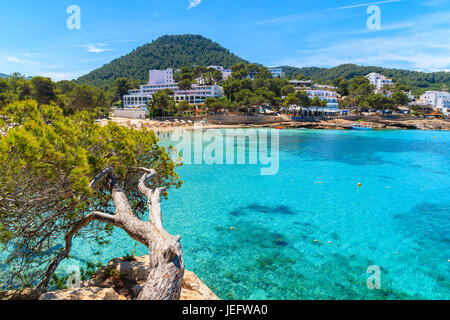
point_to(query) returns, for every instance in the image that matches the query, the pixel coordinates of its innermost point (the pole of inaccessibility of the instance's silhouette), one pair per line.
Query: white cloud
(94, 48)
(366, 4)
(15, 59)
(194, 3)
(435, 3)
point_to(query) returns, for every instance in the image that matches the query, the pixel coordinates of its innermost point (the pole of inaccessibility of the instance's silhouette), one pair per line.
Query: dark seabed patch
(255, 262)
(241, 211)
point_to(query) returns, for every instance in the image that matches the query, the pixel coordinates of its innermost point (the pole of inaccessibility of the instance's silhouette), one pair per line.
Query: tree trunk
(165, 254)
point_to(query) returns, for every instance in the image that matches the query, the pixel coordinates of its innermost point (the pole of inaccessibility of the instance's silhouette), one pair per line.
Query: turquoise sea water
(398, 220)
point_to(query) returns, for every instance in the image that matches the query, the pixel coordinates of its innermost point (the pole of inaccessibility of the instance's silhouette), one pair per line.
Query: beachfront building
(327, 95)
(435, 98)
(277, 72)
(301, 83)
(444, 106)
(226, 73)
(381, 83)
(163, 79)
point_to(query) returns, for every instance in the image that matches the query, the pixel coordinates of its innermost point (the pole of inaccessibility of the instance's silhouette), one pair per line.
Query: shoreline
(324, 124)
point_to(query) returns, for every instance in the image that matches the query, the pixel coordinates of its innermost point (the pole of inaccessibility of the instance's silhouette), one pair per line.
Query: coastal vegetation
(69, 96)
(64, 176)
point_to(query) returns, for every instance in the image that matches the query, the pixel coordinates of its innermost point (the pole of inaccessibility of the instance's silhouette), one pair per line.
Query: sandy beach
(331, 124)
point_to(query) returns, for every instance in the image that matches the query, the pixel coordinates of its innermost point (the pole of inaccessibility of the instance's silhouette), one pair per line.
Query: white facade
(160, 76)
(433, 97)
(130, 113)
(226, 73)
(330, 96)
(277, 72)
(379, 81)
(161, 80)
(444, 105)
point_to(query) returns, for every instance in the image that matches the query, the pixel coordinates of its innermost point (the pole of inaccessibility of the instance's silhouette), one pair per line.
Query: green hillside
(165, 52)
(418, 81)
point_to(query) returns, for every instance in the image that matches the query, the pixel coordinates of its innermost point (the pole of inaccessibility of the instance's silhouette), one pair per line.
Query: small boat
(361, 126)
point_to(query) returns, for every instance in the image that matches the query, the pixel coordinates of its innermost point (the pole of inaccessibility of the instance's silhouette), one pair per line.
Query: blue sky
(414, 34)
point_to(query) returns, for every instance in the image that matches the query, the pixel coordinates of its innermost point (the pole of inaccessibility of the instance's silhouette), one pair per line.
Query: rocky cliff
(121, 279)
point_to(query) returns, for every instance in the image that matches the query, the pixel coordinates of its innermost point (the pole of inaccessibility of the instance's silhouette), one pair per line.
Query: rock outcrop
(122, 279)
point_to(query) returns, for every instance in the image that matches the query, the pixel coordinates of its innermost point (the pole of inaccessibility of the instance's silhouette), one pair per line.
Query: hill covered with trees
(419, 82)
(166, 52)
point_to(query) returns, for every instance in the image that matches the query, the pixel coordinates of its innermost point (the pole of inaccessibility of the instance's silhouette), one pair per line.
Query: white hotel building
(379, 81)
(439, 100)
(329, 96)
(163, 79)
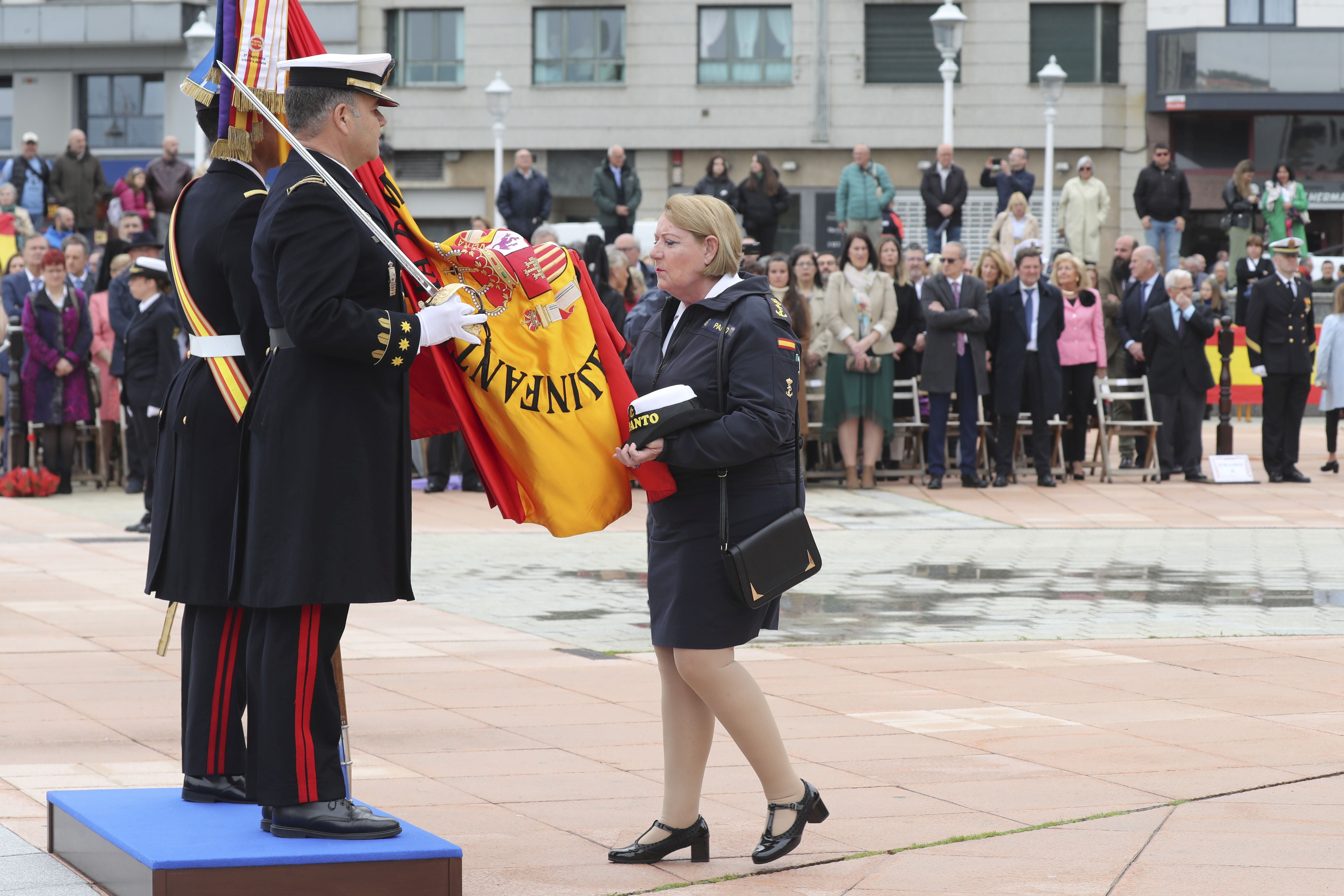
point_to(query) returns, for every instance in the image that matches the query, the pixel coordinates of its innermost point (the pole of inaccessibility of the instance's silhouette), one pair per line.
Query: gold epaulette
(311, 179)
----------------
» **Aim of the exercise**:
Can you return every line of the listing that contains the word "white", matching case exactly?

» **Response to the task**:
Query: white cloud
Query: white facade
Query: white hotel building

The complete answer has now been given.